Entries provided:
══════════════════════════════
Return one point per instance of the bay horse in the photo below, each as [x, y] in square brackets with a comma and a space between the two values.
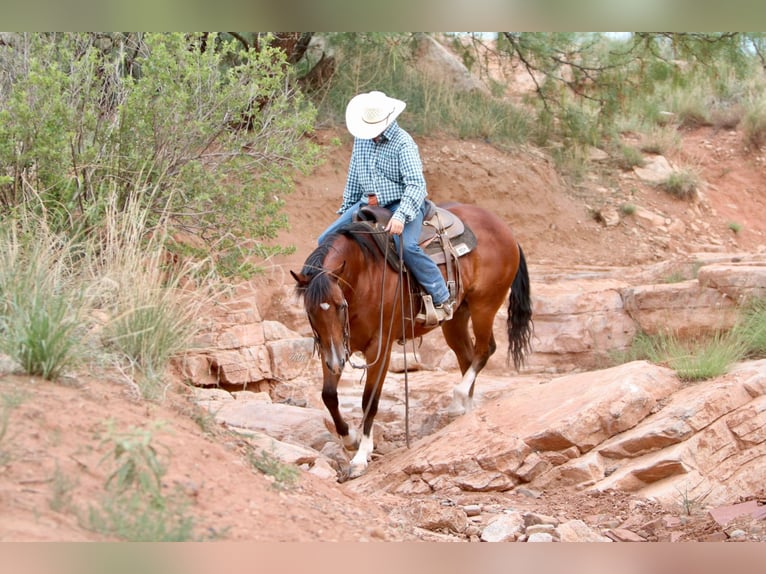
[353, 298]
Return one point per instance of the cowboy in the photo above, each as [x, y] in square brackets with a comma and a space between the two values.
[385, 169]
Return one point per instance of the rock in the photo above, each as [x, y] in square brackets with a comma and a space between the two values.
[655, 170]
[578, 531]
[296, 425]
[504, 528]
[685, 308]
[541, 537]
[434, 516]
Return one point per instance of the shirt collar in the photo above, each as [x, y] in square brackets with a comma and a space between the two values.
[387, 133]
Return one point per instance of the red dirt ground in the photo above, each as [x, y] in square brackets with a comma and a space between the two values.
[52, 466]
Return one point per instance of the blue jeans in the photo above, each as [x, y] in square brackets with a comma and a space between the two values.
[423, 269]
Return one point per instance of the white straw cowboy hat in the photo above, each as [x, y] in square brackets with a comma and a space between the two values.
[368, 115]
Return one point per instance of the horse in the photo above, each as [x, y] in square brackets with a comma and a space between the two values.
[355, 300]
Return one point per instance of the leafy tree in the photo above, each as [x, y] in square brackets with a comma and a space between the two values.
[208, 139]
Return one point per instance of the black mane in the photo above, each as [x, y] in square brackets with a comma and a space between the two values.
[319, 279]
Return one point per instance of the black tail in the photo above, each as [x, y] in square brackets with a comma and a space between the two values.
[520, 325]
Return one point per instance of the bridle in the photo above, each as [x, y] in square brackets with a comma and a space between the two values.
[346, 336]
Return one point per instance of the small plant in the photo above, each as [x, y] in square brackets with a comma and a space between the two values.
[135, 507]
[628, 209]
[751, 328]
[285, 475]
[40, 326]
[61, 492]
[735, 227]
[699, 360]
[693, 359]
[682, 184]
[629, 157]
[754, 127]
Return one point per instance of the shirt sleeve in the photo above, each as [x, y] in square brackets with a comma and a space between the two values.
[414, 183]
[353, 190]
══════════════════════════════
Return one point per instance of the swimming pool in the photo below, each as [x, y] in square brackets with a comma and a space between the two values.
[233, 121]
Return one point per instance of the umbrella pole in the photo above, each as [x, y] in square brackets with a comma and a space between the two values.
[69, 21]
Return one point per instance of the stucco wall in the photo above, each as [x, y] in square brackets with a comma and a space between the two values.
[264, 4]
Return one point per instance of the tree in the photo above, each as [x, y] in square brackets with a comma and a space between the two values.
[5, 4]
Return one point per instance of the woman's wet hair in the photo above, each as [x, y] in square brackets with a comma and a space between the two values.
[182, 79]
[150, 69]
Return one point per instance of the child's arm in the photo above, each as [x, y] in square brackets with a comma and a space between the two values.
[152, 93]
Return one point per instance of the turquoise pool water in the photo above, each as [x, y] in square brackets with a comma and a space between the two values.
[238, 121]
══════════════════════════════
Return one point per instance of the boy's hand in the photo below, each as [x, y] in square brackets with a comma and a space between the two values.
══════════════════════════════
Work required: Please find each line in the records above that contains the word "cowboy", and copy those lines out in full.

Answer below:
Return one point per instance of the cowboy in the photo above, each as [x, y] in square brackets with a comma and a space between the two values.
Return one point per instance of the white straw cowboy hat in the photo above, each as [x, y] in square brackets with a comma and a space between the two values.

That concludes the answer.